### [DESAFIO 1]
Redigite, sem alterar nada, a parte do texto sobre a poesia de Gullar que se inicia com as palavras contendo "Aí todos riram" e termina em "de sua poesia.".
### [DESAFIO 2]
No texto sobre a poesia de Gullar, qual poema é homenageado por uma enxuta nota lírica?
### [DESAFIO 3]
Prossiga com o texto sobre a poesia de Gullar a partir da última frase apresentada.

::: TEXTO-FONTE

De fato, o poema pode fornecer agora um ângulo de observação
que afeta neutralidade, como em “Ocorrência”;

Aí o homem sério entrou e disse: bom dia.
Aí outro homem sério respondeu: bom dia.
Aí a mulher séria respondeu: bom dia.
Aí a menininha no chão respondeu: bom dia.
Aí todos riram de uma vez
Menos as duas cadeiras, a mesa, o jarro, as flores
as paredes, o relógio, a lâmpada, o retrato, os livros
o mata-borrão, os sapatos, as gravatas, as camisas, os lenços
.

ou combinar o anedótico e o grotesco, como em “Um homem ri”.
O melhor estilo moderno entra como irônica rubrica para o “Poema
de adeus ao falado 56”, e uma enxuta nota lírica homenageia “Oswald
morto”. A sensação é a de que Gullar está,
defato, compondo mais organicamente os elementos dramáticos de sua poesia.
Com crescente lucidez, essa poesia continua a rejeitar o aspecto ilusório
(“o vil metal “) da unidade do mundo; ao mesmo tempo, não alimenta
a ingenuidade (por vezes fundamental, para a lírica) de se imaginar em
si e por si inteiramente reveladora.

::::::
::: TRECHO DE ORIGEM

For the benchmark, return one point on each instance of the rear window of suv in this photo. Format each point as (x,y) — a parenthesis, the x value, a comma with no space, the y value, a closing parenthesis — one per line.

::::::

### [RESULTADO DO EXERCÍCIO 1]
Aí todos riram de uma vez
Menos as duas cadeiras, a mesa, o jarro, as flores
as paredes, o relógio, a lâmpada, o retrato, os livros
o mata-borrão, os sapatos, as gravatas, as camisas, os lenços
.

ou combinar o anedótico e o grotesco, como em “Um homem ri”.
O melhor estilo moderno entra como irônica rubrica para o “Poema
de adeus ao falado 56”, e uma enxuta nota lírica homenageia “Oswald
morto”. A sensação é a de que Gullar está,
defato, compondo mais organicamente os elementos dramáticos de sua poesia.

### [RESULTADO DO EXERCÍCIO 2]
O poema “Oswald morto”.

### [RESULTADO DO EXERCÍCIO 3]
A pesquisa pessoal de Gullar não ignora o peso da convenção
literária, da tradição moderna dos códigos poéticos,
da metalinguagem mais refinada. Sua luta vai-se deslocando do corpo para a palavra,
do mundo plural para as coisas singularizadas, do discurso perplexo para os
signos concentrados. Em “Vida”, Gullar quer retirar as palavras de
seu curso temporal, fixá-las na página, reduzi-las a átomos
essenciais de significação: os substantivos “corpo”,
“fogo”, “gullar”, “facho”, “lepra”,
“vertigem”, “cona”, “câncer”, “vento”
e “laranjal” graficamente constroem um eixo vertical que atravessa
os enunciados discursivos, como a totalizá-los no mínimo e no
essencial. Note-se, porém: essa cadeia de substantivos preserva a já
familiar polarização entre os elementos que fulguram e os que
destroem, entre a luz e o avesso das coisas. Fogo e câncer, facho e lepra:
é ainda o “corpo esmerilado do tempo” que essa palavra poética
quer denunciar e fixar. O mundo surge como fonte impura dos múltiplos
tumultos que assaltam o sujeito poético; a vingança deste está
em processá-los no interior da consciência irônica – consciência
de fato idealizante, em sua busca de um metal verdadeiro.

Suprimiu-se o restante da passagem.